Records shown:
>> Start

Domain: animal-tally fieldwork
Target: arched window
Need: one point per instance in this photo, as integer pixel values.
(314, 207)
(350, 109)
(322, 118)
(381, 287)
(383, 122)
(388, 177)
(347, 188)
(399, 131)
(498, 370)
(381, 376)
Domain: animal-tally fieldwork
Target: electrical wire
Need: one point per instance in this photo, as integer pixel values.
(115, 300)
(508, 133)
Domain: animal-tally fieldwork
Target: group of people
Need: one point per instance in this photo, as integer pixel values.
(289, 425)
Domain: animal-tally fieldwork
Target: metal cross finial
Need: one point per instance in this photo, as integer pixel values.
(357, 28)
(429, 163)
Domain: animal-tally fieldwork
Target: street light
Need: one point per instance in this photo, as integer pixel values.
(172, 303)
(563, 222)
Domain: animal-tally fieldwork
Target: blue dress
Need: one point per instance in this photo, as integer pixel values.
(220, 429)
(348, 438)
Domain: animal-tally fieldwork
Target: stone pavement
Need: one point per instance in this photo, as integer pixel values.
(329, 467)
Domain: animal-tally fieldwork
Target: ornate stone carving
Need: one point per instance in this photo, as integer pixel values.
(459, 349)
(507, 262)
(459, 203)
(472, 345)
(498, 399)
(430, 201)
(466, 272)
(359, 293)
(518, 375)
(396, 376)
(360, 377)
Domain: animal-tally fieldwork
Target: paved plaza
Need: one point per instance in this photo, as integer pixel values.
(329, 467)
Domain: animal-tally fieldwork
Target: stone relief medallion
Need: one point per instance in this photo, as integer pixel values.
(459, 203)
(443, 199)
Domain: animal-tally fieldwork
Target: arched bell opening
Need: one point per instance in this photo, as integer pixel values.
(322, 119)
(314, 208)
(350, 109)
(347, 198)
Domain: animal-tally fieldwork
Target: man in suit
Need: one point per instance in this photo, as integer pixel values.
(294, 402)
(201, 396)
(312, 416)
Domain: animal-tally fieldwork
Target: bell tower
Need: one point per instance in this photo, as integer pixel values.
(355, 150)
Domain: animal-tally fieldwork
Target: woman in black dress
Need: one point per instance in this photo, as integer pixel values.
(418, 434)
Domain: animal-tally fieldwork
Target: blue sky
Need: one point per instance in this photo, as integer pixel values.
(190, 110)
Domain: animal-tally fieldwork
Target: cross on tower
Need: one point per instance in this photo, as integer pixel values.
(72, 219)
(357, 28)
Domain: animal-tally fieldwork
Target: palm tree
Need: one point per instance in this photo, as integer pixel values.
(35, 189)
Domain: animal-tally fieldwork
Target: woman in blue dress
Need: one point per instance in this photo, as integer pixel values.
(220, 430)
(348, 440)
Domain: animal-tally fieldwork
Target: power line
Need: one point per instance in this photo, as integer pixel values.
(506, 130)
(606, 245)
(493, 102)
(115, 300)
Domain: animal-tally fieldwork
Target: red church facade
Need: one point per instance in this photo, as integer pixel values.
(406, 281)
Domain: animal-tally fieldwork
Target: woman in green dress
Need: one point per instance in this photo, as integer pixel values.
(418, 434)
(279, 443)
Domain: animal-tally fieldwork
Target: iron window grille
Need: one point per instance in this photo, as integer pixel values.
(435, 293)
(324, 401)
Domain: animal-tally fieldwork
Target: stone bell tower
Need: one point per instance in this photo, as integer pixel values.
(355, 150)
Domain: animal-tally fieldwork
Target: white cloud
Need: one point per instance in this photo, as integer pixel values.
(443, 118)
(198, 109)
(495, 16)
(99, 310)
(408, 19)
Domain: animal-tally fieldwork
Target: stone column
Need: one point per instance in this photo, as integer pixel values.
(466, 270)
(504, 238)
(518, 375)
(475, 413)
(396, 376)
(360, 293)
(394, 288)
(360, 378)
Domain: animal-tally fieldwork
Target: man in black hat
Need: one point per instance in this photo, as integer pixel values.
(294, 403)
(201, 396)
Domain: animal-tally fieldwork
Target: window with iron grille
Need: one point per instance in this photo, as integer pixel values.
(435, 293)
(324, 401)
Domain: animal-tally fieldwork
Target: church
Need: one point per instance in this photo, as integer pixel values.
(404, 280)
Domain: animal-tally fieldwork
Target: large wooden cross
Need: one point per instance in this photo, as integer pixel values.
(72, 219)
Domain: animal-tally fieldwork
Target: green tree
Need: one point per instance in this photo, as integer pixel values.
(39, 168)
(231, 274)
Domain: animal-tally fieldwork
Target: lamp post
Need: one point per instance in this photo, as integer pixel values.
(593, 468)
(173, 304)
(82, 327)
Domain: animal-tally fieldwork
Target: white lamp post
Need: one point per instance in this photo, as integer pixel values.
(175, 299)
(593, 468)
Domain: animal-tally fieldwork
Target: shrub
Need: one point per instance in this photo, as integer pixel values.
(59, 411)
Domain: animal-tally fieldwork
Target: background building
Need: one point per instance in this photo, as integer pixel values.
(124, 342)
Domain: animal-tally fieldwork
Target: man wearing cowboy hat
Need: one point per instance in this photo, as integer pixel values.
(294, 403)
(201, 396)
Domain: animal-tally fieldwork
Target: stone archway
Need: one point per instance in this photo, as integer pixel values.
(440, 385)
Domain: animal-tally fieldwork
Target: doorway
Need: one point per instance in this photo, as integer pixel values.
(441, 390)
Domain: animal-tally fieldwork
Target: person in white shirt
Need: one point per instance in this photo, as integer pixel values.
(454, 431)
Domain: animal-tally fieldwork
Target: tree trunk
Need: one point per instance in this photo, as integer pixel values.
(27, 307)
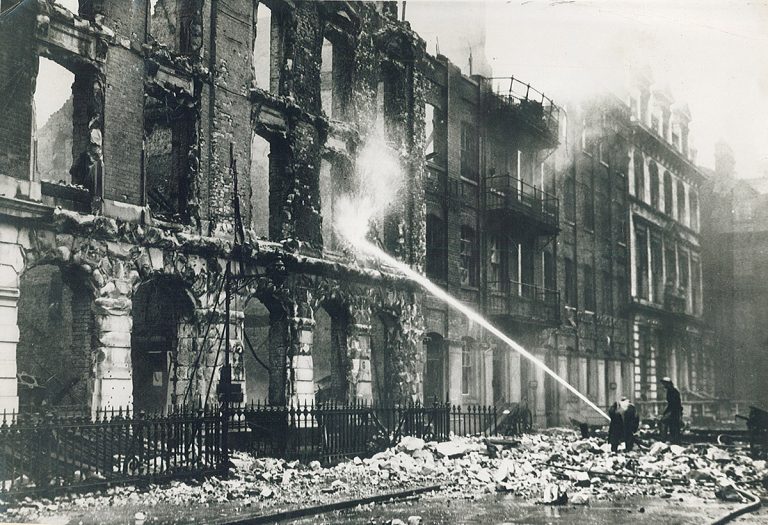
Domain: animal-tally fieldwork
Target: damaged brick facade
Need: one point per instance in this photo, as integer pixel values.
(165, 108)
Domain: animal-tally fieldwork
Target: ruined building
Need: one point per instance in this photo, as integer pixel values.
(118, 215)
(734, 226)
(490, 233)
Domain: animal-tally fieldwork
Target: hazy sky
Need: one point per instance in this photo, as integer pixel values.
(711, 54)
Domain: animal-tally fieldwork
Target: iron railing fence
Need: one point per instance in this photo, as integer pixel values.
(49, 452)
(328, 432)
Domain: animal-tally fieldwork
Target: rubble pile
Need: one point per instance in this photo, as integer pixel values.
(551, 467)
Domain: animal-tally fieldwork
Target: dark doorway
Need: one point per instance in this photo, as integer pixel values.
(159, 307)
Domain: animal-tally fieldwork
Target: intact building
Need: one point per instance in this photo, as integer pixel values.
(734, 252)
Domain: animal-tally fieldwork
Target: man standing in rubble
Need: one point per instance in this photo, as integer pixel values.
(624, 424)
(672, 418)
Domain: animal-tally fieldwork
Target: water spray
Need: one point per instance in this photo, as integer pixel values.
(471, 314)
(380, 177)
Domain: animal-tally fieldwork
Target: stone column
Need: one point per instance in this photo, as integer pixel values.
(9, 337)
(112, 385)
(454, 371)
(301, 375)
(11, 266)
(359, 354)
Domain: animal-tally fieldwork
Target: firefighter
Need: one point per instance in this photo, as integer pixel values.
(624, 424)
(672, 418)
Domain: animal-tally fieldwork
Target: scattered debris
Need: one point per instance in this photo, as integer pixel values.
(552, 467)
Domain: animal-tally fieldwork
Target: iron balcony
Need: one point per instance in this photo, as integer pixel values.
(524, 302)
(508, 199)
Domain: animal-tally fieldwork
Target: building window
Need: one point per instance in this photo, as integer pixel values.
(589, 288)
(436, 252)
(435, 133)
(695, 285)
(693, 202)
(469, 152)
(670, 264)
(468, 256)
(639, 177)
(549, 271)
(641, 269)
(606, 296)
(494, 262)
(570, 283)
(683, 267)
(466, 367)
(667, 193)
(653, 172)
(657, 269)
(569, 199)
(681, 202)
(588, 203)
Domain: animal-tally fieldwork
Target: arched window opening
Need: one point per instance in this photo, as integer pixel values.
(330, 354)
(54, 349)
(653, 172)
(639, 166)
(435, 368)
(162, 349)
(256, 354)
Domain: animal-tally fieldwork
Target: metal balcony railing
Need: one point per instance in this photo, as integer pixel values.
(509, 194)
(518, 99)
(523, 301)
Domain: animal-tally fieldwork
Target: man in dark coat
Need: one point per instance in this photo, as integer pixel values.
(672, 418)
(624, 424)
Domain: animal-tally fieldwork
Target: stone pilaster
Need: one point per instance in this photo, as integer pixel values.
(9, 337)
(112, 382)
(11, 265)
(454, 371)
(301, 375)
(359, 354)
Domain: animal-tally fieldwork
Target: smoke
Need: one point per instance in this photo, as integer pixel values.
(379, 180)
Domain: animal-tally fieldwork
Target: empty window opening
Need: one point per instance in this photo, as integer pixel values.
(335, 79)
(653, 172)
(163, 344)
(468, 370)
(470, 152)
(256, 354)
(435, 133)
(437, 255)
(259, 176)
(681, 217)
(72, 5)
(434, 368)
(667, 193)
(268, 44)
(589, 288)
(468, 256)
(54, 349)
(639, 172)
(383, 377)
(54, 117)
(330, 354)
(335, 181)
(164, 23)
(169, 134)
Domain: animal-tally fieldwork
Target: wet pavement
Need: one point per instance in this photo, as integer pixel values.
(503, 509)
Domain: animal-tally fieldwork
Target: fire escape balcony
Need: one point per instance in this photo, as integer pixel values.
(523, 107)
(508, 199)
(524, 302)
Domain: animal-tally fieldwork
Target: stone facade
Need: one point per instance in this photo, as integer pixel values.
(165, 107)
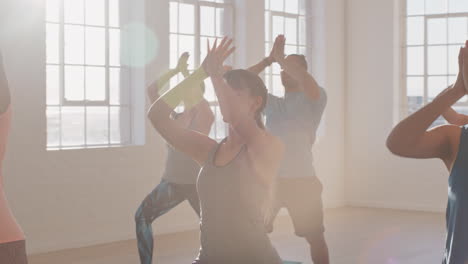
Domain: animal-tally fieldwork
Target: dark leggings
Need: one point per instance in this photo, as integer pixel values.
(13, 252)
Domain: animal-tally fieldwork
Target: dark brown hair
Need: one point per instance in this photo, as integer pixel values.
(243, 79)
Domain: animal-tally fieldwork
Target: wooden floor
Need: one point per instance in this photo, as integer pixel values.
(355, 236)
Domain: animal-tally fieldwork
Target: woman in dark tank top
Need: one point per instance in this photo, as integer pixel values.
(236, 180)
(411, 138)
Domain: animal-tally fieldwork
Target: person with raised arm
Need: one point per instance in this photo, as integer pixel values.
(413, 138)
(237, 175)
(178, 183)
(12, 240)
(295, 119)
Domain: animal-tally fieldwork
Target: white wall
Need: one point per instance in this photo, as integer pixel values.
(77, 198)
(373, 176)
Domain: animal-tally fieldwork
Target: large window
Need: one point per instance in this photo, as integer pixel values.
(435, 30)
(192, 23)
(88, 98)
(286, 17)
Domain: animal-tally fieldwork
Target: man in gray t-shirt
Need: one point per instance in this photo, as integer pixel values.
(295, 118)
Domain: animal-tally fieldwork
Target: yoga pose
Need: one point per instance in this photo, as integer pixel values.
(412, 138)
(179, 179)
(12, 243)
(295, 118)
(237, 175)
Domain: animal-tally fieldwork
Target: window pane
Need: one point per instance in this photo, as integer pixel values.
(415, 31)
(292, 6)
(95, 12)
(415, 60)
(302, 31)
(458, 6)
(114, 13)
(114, 86)
(458, 30)
(114, 47)
(53, 126)
(95, 83)
(95, 46)
(173, 10)
(437, 30)
(186, 18)
(415, 7)
(436, 6)
(174, 50)
(278, 26)
(120, 125)
(53, 85)
(437, 60)
(221, 28)
(207, 21)
(415, 88)
(74, 11)
(52, 10)
(73, 127)
(302, 7)
(291, 30)
(74, 83)
(74, 44)
(436, 85)
(209, 91)
(187, 44)
(267, 26)
(453, 59)
(52, 43)
(97, 126)
(277, 5)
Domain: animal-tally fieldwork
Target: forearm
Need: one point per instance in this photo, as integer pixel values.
(154, 89)
(409, 131)
(4, 89)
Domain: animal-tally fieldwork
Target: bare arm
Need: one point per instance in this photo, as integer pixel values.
(4, 89)
(194, 144)
(411, 137)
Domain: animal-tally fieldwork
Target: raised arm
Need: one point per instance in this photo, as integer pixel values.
(4, 89)
(154, 89)
(193, 143)
(297, 72)
(411, 137)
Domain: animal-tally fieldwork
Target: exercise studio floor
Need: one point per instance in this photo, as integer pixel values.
(355, 236)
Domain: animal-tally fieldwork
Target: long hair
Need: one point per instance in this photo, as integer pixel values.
(243, 79)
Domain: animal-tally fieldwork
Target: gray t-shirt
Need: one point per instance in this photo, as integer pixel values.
(295, 118)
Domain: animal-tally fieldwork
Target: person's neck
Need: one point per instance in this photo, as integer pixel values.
(292, 89)
(245, 134)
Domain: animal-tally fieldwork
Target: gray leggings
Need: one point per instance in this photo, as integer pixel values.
(13, 252)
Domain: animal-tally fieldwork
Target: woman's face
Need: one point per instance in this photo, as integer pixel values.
(241, 108)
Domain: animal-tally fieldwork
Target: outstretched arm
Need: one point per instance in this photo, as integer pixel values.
(305, 79)
(4, 89)
(411, 137)
(154, 89)
(194, 144)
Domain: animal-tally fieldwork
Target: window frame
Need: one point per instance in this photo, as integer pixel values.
(403, 28)
(125, 76)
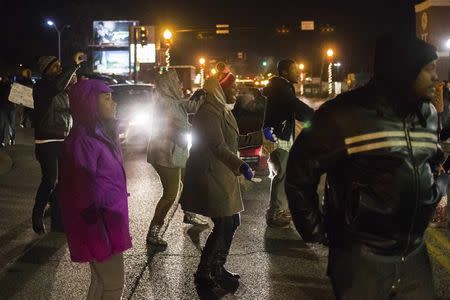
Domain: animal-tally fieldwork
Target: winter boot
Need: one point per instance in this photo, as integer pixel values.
(37, 218)
(219, 272)
(203, 277)
(193, 219)
(153, 237)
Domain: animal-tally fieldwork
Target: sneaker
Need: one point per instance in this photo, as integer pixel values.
(280, 220)
(37, 219)
(153, 237)
(193, 219)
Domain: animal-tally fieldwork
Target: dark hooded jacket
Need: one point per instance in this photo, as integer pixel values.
(51, 106)
(379, 150)
(283, 108)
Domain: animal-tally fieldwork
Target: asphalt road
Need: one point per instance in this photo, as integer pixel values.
(273, 263)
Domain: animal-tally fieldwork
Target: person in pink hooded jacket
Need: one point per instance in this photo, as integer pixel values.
(94, 198)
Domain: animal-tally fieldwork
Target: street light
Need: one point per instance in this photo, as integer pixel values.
(301, 66)
(202, 62)
(59, 31)
(167, 34)
(330, 54)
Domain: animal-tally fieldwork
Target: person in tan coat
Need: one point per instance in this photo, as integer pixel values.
(168, 151)
(212, 183)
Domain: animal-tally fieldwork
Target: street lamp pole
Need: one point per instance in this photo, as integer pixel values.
(448, 47)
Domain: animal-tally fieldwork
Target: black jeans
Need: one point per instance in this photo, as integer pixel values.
(7, 121)
(219, 241)
(363, 276)
(48, 154)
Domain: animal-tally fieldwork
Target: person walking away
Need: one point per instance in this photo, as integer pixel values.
(211, 184)
(168, 150)
(7, 113)
(378, 146)
(283, 108)
(52, 124)
(27, 113)
(93, 191)
(440, 218)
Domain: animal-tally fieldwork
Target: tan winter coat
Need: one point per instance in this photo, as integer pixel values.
(211, 186)
(168, 144)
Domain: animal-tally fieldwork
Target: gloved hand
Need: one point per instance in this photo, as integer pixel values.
(245, 170)
(269, 135)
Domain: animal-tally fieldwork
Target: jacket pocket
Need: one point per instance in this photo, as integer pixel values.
(351, 209)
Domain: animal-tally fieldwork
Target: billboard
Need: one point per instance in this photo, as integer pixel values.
(111, 61)
(112, 33)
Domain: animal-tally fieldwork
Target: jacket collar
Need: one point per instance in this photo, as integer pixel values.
(228, 115)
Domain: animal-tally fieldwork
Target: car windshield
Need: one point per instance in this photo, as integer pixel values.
(126, 94)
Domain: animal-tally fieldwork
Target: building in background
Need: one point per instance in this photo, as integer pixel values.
(433, 26)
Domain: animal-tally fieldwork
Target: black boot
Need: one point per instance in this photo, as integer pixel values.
(219, 272)
(204, 278)
(37, 218)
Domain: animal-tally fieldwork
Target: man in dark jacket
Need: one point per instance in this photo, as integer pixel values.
(378, 146)
(283, 108)
(52, 124)
(27, 112)
(7, 113)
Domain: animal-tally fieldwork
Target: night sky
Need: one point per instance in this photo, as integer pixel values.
(25, 36)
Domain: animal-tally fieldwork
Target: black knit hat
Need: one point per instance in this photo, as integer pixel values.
(397, 63)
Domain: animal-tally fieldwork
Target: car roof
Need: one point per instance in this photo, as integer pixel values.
(132, 85)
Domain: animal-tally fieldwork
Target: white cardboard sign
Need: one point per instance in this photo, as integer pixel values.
(21, 94)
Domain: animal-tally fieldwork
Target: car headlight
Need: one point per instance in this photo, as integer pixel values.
(140, 119)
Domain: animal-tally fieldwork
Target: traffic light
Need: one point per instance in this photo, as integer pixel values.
(143, 38)
(167, 35)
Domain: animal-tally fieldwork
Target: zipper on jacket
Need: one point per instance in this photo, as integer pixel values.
(416, 184)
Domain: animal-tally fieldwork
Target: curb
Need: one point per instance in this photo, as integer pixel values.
(5, 162)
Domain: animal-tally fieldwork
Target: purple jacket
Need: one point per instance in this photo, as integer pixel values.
(93, 190)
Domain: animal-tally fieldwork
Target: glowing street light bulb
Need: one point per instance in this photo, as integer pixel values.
(330, 52)
(167, 34)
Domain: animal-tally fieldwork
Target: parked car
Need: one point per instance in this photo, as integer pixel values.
(134, 111)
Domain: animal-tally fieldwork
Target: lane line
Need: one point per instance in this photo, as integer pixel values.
(443, 260)
(440, 238)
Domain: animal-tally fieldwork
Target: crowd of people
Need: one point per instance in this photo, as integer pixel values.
(378, 146)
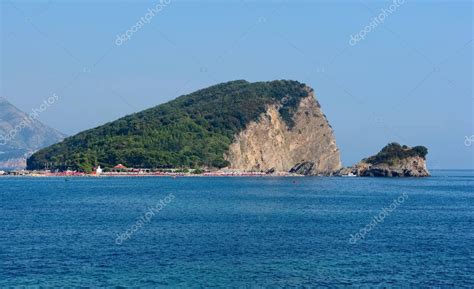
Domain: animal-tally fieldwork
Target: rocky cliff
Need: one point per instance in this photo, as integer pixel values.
(308, 147)
(393, 160)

>> End

Exercise description: Gather every line above that contains the word "stone" and copy each one. Case counts.

Full output:
Target: stone pavement
Target: ornate stone carving
Target: stone relief medallion
Target: stone bell tower
Target: stone column
Target: stone archway
Target: stone column
Target: stone pilaster
Target: stone facade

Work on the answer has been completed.